→ **Excerpt provided**
Regression Flashcards
How can Linear Regression be extended?
With regularisers (L2 Regularisation)
What is regression even for?
For predicting continuous classes; where classification fails
What is Linear Regression?
Linear Regression is an attempt to build a linear model to predict the target values, by finding a weight for each attribute.
Captures a relationship between two variables or attributes
It makes the assumption that there is a linear relationship between the two variables
x = W0 + sum of WiAi
x = class
w* are the weights
a* are the attribute values
How to choose the best line for linear regression?
option 1) Finding the line that minimises the distance between all points and the line
- Euclidean distance: d(a,b) = sqrt(sumof(ai - bi)^2))
option 2) Least squares estimation: finding the line that minimises the sum of the squares of the vertical distances between approximated/predicted and observed
- minimise the Residual Sum of Squares (RSS) -> aka Sum of Square Errors (SSE):
RSS(Beta) = Sumof(yi - betaxi)^2
Which metric to use for linear regression to find the best line?
- Actual choice of metric isn’t that important, they’re all pretty stable
Just use either
- Root mean-squared error
- Root relative squared error
- Correlation coefficient
WTF is a Regression Tree?

→ **Exercise directions**
Can you carry on the regression flashcards, starting right after their last line?

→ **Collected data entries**
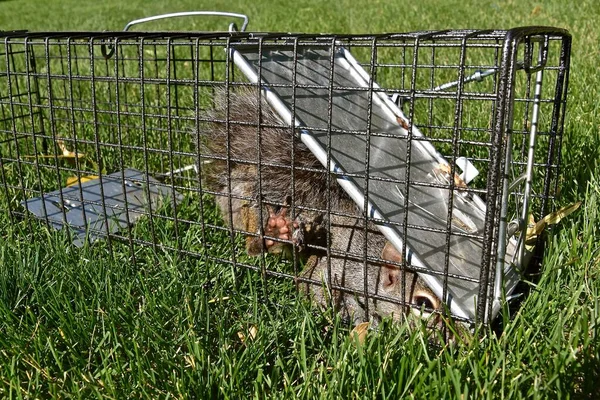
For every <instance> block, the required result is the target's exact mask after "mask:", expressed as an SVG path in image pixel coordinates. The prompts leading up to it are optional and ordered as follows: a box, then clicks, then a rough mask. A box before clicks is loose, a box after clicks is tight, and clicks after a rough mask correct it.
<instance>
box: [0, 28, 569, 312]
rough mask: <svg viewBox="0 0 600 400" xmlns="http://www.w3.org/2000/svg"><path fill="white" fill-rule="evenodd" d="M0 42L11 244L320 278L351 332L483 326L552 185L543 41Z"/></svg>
mask: <svg viewBox="0 0 600 400" xmlns="http://www.w3.org/2000/svg"><path fill="white" fill-rule="evenodd" d="M0 34H1V35H2V46H1V47H0V167H1V168H0V170H1V175H0V179H1V182H0V187H1V190H0V196H1V197H2V199H1V200H0V202H1V204H2V207H3V208H4V209H5V210H7V219H5V221H11V222H12V223H13V224H14V225H15V226H17V227H21V228H22V232H23V233H24V234H27V233H28V232H35V230H37V229H40V227H42V226H43V225H44V223H42V224H40V223H39V222H38V221H44V222H45V223H49V224H50V225H51V226H54V227H55V228H58V229H60V230H63V229H62V228H64V226H70V229H67V230H65V231H68V232H70V233H71V235H72V238H74V241H75V243H76V244H79V245H81V244H83V242H84V241H85V239H86V238H88V239H89V240H92V241H98V240H100V239H102V240H101V241H103V242H106V243H107V244H108V246H109V249H110V250H111V251H114V249H115V246H123V248H124V249H125V250H127V251H130V252H131V255H132V257H133V256H134V254H135V247H136V246H140V245H141V246H144V245H150V246H155V247H157V248H158V247H160V248H163V249H165V250H168V251H173V252H177V253H180V254H186V255H189V256H195V257H198V258H200V260H203V261H205V262H208V261H210V262H222V263H231V264H232V265H234V266H235V267H240V268H243V267H247V268H252V269H255V270H258V271H261V272H262V273H263V274H266V275H268V276H276V277H280V278H282V279H288V280H289V282H290V283H292V282H296V283H302V285H305V284H309V285H312V286H311V287H314V288H316V287H323V285H326V286H327V288H328V290H329V291H330V292H331V293H333V294H334V295H333V298H331V299H328V300H329V301H330V302H333V303H336V302H337V303H338V306H339V305H340V303H343V304H342V306H341V307H342V308H344V307H346V309H345V311H347V314H349V316H351V315H350V314H352V315H355V316H356V315H358V316H359V317H360V318H362V319H366V318H370V319H375V318H379V317H383V316H386V315H389V314H394V315H397V314H402V313H404V312H405V311H406V306H413V307H420V308H422V309H425V310H426V311H429V312H435V313H446V312H449V314H450V315H451V316H453V317H455V318H457V319H459V320H468V321H474V320H479V321H490V320H491V319H492V318H493V317H494V316H495V315H496V314H497V312H498V310H499V308H500V305H501V300H502V299H503V296H504V295H510V294H511V293H512V292H513V290H514V286H515V284H516V282H517V280H518V277H519V274H520V273H521V272H522V270H523V269H525V268H526V266H527V264H528V263H529V262H531V258H532V257H531V254H532V253H533V252H534V251H535V244H531V243H527V245H526V244H525V233H526V228H527V224H528V223H529V222H530V221H531V219H532V218H533V220H539V219H540V218H542V217H543V216H544V215H546V214H547V213H549V212H550V211H551V210H552V208H553V200H554V198H555V196H556V194H557V192H558V185H559V172H560V171H559V166H560V147H561V137H562V130H563V122H564V111H565V105H566V93H567V83H568V67H569V52H570V36H569V35H568V33H566V32H565V31H562V30H557V29H552V28H523V29H516V30H512V31H443V32H417V33H407V34H390V35H373V36H324V35H318V36H315V35H289V34H288V35H280V34H260V35H256V34H241V33H232V34H219V33H210V34H208V33H197V34H196V33H194V34H192V33H186V34H181V33H178V34H174V33H151V34H150V33H94V34H89V33H78V34H50V33H31V34H30V33H23V32H20V33H19V32H15V33H6V32H4V33H0ZM257 82H261V83H260V84H258V83H257ZM259 87H260V88H261V90H258V88H259ZM240 102H241V103H240ZM213 130H216V131H219V132H221V133H224V134H222V135H221V138H220V139H219V140H221V143H217V144H216V145H215V143H212V144H211V143H210V142H207V141H208V140H213V139H214V138H215V137H214V136H211V133H210V132H212V131H213ZM243 135H245V136H243ZM284 135H287V137H288V139H281V138H282V137H283V136H284ZM306 137H310V138H312V139H310V140H308V141H306V140H305V139H306ZM240 138H245V139H240ZM292 138H293V139H292ZM217 139H218V138H217ZM311 140H312V145H311V143H309V142H310V141H311ZM239 141H242V142H243V141H245V142H246V143H245V144H244V145H245V146H246V147H245V153H244V154H241V155H240V154H238V153H236V151H237V150H236V147H235V146H237V144H236V143H238V142H239ZM219 146H221V147H220V150H219V151H217V150H215V149H216V148H219ZM238 150H239V149H238ZM311 157H312V158H311ZM324 166H326V167H327V168H325V167H324ZM242 179H245V180H242ZM311 185H312V187H313V190H312V192H311V191H310V190H309V189H310V187H311ZM307 188H308V189H307ZM323 188H325V189H327V190H322V189H323ZM342 189H343V190H342ZM313 192H314V193H313ZM307 193H310V195H309V194H307ZM424 194H427V196H428V197H427V196H426V197H427V198H425V197H423V196H424ZM349 204H351V205H352V206H351V207H350V206H349ZM219 210H220V213H219V212H218V211H219ZM219 214H220V215H219ZM282 221H283V222H282ZM280 225H285V227H286V228H285V229H282V230H279V231H278V230H277V229H278V228H280ZM273 227H275V228H277V229H273ZM286 229H289V232H288V231H286ZM311 229H312V230H311ZM383 234H385V236H383ZM460 243H468V246H461V245H460ZM390 244H391V247H390ZM539 246H540V244H539V243H538V247H539ZM275 249H277V251H274V250H275ZM282 249H283V250H282ZM390 249H391V251H390ZM280 250H281V252H282V253H284V254H287V256H286V257H281V256H276V255H265V253H275V252H279V251H280ZM461 252H462V253H461ZM465 252H467V253H468V254H465ZM458 253H461V254H458ZM253 254H260V255H259V256H252V255H253ZM461 260H462V261H463V265H461V264H460V262H461ZM465 260H466V261H467V262H466V263H465V262H464V261H465ZM465 265H466V266H465ZM315 271H318V272H320V274H317V273H315ZM414 272H417V273H418V274H419V275H418V276H419V277H418V279H417V278H415V277H414V276H413V275H414V274H413V273H414ZM340 276H347V277H349V278H348V279H347V280H343V279H340ZM415 279H417V280H415ZM421 281H422V282H424V283H425V286H427V293H430V295H427V296H425V299H426V300H427V301H422V300H423V299H424V298H423V297H415V296H411V295H410V293H408V292H410V291H411V290H412V289H411V287H410V285H409V284H407V283H408V282H413V283H415V282H416V286H417V287H418V286H419V282H421ZM413 288H414V285H413ZM461 288H462V289H464V290H463V292H460V290H461ZM392 289H393V290H392ZM311 290H312V289H308V291H309V292H310V291H311ZM315 290H316V289H315ZM317 292H318V291H317ZM465 293H467V294H468V295H465ZM313 294H314V293H313ZM317 297H318V296H317ZM349 299H354V300H352V301H351V300H349ZM438 300H441V301H440V302H439V303H438ZM350 303H351V305H348V304H350ZM344 304H345V305H344ZM384 304H392V305H394V306H384ZM443 304H446V305H449V309H446V308H445V307H444V306H443Z"/></svg>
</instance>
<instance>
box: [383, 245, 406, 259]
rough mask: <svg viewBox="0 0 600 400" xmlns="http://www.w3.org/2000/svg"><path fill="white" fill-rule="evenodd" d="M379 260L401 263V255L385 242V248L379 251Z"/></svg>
mask: <svg viewBox="0 0 600 400" xmlns="http://www.w3.org/2000/svg"><path fill="white" fill-rule="evenodd" d="M381 258H383V259H384V260H389V261H393V262H397V263H401V262H402V254H400V252H399V251H398V250H396V248H395V247H394V246H393V245H392V244H391V243H390V242H387V241H386V242H385V246H383V250H382V251H381Z"/></svg>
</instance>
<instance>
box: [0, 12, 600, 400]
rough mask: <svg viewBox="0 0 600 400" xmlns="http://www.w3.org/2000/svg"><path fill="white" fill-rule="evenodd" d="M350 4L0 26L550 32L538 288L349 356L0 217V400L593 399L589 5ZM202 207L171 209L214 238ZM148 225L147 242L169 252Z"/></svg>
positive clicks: (596, 287) (591, 56)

→ **Response to the task**
Extension of Decision Trees, where the “class” (value) at each leaf is calculated by averaging over the values of all instances at that node
WTF is a Model Tree?
Generalised regression trees where the class at each leaf is calculated via linear regression over training instances at that node
Basically partitioning our data set and applying linear regression to each partition
As you work down the tree, the result at each leaf node is which linear regression model to use on our data set
Regression vs Model trees
Model trees have advantages over regression trees in both compactness and prediction accuracy, because model trees can exploit local linearity in the data
Regression trees will never give a predicted value lying outside the range observed in the training cases, whereas model trees can extrapolate
How to translate a regression task into a simple classification task?
Can map a continuous class onto discrete classes via DISCRETISATION
- Set range of continuous variables that corresponds to each discrete class
How to translate a classification task into a suite of regression task?
MULTI-RESPONSE LINEAR REGRESSION
- Perform one regression per discrete class
- With all positive instances set to 1 and all negative instances set to 0
- Classify a given test instance by estimating its value relative to each class, and selecting the class with the highest value
- Approximates a numeric membership function for each class
WTF is Maximum Likelihood Estimation?
Goal is to search for a value of Beta so that the probability P(y = 1 | x) = hbeta(X) is large when x belongs to the “1” class and small when x belongs to the “0” class (so that P(y = 0 | x) is large)
Linear Regression uses gradient descent, what does Logistic Regression use?
Tries to maximise so uses gradient ascent
Can Logistic Regression be applied to multi-class classification?
By default, no, only for binary classification.
However, can extend to multi-classification by assuming a multinomial distribution.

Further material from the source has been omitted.